_Do this_
Reproduce the line that contains "TARGET: white table" and every line after it through the end of the records, exactly, with nothing added.

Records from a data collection
----------
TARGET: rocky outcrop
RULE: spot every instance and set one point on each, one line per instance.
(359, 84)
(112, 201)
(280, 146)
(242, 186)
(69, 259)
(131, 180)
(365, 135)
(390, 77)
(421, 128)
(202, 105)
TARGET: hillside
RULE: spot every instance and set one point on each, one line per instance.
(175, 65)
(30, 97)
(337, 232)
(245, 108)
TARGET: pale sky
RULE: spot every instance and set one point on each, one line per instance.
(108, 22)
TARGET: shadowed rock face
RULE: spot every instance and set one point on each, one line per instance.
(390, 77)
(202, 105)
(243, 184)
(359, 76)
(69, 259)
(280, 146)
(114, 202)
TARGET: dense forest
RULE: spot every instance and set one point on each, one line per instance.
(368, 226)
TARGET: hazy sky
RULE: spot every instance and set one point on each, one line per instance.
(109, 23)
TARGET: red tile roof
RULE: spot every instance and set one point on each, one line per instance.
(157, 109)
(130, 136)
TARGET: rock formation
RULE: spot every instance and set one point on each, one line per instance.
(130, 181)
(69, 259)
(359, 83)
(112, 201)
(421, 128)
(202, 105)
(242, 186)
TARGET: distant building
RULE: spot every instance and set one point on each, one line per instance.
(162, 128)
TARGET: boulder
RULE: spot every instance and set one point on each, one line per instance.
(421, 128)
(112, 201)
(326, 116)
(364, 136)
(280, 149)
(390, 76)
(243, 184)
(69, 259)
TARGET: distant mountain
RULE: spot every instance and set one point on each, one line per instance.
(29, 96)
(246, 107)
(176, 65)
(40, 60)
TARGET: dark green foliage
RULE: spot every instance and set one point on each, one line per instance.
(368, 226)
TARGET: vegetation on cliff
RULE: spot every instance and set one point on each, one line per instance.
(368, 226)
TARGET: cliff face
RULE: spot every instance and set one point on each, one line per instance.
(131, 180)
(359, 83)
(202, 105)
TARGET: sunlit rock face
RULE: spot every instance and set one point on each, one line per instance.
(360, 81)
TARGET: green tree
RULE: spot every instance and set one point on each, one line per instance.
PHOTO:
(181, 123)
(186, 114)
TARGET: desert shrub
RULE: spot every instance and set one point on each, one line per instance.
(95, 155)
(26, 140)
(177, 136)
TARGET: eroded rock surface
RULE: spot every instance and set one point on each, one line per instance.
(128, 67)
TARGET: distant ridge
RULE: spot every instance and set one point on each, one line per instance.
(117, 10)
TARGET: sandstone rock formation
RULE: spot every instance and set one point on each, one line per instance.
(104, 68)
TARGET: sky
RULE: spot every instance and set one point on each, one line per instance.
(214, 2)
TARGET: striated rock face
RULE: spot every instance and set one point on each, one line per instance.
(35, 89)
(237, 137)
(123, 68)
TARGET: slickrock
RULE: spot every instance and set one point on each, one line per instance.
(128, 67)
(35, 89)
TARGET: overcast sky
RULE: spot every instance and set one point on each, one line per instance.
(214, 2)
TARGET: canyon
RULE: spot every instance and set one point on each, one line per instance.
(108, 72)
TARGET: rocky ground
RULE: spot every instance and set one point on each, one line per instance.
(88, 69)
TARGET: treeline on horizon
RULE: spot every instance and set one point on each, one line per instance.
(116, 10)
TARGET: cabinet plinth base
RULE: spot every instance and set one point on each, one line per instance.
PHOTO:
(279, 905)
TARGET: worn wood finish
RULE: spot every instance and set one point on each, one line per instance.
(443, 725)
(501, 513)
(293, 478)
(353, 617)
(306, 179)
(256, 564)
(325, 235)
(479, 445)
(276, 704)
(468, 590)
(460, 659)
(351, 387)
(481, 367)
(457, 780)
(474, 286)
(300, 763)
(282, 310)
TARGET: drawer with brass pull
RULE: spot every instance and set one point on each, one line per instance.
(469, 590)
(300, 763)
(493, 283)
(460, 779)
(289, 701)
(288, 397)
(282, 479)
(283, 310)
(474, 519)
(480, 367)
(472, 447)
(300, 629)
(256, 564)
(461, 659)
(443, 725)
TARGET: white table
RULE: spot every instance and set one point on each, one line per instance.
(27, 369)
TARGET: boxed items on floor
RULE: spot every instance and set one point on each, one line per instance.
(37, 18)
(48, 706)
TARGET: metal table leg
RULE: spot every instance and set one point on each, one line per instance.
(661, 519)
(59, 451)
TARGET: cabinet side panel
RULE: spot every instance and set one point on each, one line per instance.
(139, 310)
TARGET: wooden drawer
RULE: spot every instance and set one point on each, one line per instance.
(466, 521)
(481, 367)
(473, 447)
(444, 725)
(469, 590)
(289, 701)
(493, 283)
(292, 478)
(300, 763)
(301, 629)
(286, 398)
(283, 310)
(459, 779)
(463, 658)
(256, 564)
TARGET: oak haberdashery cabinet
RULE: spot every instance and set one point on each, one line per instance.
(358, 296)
----------
_Answer in full_
TARGET: white table
RULE: spot every instance and set one point on each, one line per instance.
(27, 369)
TARGET: boxed items on floor
RULE: spot every instance and set one point on each, one line per instance.
(37, 18)
(48, 706)
TARGET: metal table leg
RULE: spot every instance and set one point on each, one line per instance.
(661, 519)
(59, 451)
TARGET: cabinet side panel
RULE: spot every instance and set one point on each, one line per instance.
(139, 310)
TARGET: wooden drawer
RULE: spot every instance and set one point on each, one line per instance.
(466, 521)
(481, 367)
(473, 447)
(444, 725)
(469, 590)
(289, 701)
(493, 283)
(292, 478)
(300, 763)
(301, 629)
(286, 398)
(283, 310)
(459, 779)
(463, 658)
(256, 564)
TARGET: oak haberdashery cabinet
RULE: spot every instance and set one point on each, one line per instance.
(358, 296)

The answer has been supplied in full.